TEXTE EXTRAIT
-.-.-

Il ne nous fallut ni de profondes recherches, ni un grand effort pour avouer que les Chinois, ainsi que les Indiens, ont

        1. précédé dès longtemps l’Europe dans la connaissance de tous les arts nécessaires. Nous ne sommes point enthousiastes des lieux éloignés et des temps antiques ; nous savons bien que l’Orient entier, loin d’être aujourd’hui notre rival en mathématiques et dans les beaux-arts, n’est pas digne d’être notre écolier ; mais, s’ils n’ont pas décoré, comme nous, le grand édifice des arts, ils l’ont construit. Nous crûmes, sur la foi des voyageurs et des missionnaires de toute espèce, tous d’accord ensemble, que les Chinois inventèrent l’imprimerie environ deux mille ans avant qu’on l’imitât dans la basse Allemagne[1] : car on y grava d’abord des planches en bois, comme à la Chine, et ce ne fut qu’après ce tâtonnement de l’art qu’on parvint à l’admirable invention des caractères mobiles. Nous dîmes que les Chinois n’ont jamais pu imiter à leur tour l’imprimerie d’Europe. M. Warburton, qui ne hait pas à tomber sur les Français, crut que nous proposions aux Chinois de fondre des caractères de leurs quatre-vingt-dix mille mots symboliques. Non ; mais nous désirâmes que les Chinois adoptassent enfin l’alphabet des autres nations, sans quoi il ne sera guère possible qu’ils fassent de grands progrès dans des sciences qu’ils ont inventées.

Toutefois leur méthode de graver sur planche nous paraît avoir de grands avantages sur la nôtre. Premièrement, le graveur qui imprime n’a pas besoin d’un fondeur ; secondement, le livre n’est pas sujet à périr, la planche reste ; troisièmement, les fautes se corrigent aisément après l’impression ; quatrièmement, le graveur n’imprime qu’autant d’exemplaires qu’on lui en demande, et par là on épargne cette énorme quantité d’imprimés qui chez nous se vendent au poids pour servir d’enveloppes aux ballots.

-.-.-

EXERCICE À TRAITER
D'après le texte sur l'imprimerie chinoise, quel est le premier avantage de la méthode de graver sur planche ?

-.-.-

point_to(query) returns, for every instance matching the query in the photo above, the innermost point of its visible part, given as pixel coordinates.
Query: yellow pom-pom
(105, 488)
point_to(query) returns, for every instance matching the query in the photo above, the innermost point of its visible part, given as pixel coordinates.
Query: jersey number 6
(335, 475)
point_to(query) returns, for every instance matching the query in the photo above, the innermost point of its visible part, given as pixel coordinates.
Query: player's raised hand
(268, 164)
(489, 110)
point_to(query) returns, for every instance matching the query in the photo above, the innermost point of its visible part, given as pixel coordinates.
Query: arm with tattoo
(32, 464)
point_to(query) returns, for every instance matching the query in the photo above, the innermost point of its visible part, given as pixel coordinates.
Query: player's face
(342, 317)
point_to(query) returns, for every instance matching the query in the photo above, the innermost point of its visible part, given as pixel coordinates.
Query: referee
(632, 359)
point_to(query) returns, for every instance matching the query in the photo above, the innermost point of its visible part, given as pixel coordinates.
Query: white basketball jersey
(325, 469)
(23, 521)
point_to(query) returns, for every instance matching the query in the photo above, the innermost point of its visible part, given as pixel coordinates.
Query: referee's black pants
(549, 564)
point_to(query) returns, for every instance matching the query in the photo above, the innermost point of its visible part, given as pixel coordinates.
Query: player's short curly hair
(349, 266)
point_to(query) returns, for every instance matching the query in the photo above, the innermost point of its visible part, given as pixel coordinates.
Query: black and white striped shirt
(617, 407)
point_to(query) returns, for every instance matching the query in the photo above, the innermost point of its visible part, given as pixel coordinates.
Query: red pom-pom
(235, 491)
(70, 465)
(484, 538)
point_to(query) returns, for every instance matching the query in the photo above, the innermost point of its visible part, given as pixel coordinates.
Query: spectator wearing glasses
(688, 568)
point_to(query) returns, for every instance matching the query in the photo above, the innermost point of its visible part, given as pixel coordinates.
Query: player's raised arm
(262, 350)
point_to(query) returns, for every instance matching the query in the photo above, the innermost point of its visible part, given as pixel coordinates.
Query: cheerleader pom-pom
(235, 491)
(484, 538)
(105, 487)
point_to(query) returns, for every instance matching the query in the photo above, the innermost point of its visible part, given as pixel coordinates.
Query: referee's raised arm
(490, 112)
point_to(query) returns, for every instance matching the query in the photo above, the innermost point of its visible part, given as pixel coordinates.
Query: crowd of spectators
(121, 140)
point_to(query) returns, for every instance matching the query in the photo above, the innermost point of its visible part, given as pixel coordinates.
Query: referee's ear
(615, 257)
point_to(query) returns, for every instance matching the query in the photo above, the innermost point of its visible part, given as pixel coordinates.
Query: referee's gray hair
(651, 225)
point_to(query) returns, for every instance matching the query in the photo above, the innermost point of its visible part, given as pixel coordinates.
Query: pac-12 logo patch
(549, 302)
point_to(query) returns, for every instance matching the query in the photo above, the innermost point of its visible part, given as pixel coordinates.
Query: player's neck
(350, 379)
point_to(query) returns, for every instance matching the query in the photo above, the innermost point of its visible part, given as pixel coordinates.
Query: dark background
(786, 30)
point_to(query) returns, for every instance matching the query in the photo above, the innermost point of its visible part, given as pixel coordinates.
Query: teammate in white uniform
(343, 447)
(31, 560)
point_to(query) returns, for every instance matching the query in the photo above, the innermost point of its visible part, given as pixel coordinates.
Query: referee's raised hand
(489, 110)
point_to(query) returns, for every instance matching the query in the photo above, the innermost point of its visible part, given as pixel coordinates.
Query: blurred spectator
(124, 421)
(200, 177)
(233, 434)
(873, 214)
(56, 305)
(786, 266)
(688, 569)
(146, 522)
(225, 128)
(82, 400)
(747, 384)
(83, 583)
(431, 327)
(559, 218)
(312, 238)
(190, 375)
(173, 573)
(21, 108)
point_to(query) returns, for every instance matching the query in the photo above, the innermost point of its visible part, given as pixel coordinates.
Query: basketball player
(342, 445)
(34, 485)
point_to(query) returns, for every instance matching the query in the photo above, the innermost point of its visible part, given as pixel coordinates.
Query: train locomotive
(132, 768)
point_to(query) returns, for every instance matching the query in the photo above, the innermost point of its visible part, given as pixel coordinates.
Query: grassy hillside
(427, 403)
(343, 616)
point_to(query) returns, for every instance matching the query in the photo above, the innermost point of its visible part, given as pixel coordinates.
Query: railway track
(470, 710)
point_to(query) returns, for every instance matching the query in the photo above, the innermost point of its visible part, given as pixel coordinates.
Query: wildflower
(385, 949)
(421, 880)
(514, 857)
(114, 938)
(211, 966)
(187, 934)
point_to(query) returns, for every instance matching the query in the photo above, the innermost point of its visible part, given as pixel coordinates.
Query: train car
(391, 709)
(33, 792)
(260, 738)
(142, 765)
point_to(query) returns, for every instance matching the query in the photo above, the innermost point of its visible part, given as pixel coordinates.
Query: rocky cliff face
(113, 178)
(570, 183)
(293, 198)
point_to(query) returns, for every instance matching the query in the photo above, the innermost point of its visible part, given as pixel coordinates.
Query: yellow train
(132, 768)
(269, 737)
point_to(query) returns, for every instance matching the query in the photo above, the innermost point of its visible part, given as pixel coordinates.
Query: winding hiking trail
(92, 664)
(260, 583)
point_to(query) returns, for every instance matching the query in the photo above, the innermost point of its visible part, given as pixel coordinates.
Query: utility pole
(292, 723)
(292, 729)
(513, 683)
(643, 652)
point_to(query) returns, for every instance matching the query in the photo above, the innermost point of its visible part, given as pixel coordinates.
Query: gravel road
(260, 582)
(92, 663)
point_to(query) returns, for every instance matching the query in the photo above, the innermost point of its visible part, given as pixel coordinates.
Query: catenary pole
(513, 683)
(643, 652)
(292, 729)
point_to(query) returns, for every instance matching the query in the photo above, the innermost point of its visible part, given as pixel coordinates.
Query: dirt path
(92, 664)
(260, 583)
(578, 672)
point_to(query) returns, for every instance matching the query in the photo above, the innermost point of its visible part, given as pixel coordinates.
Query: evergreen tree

-.-.-

RÉSULTAT
Le graveur qui imprime n'a pas besoin d'un fondeur.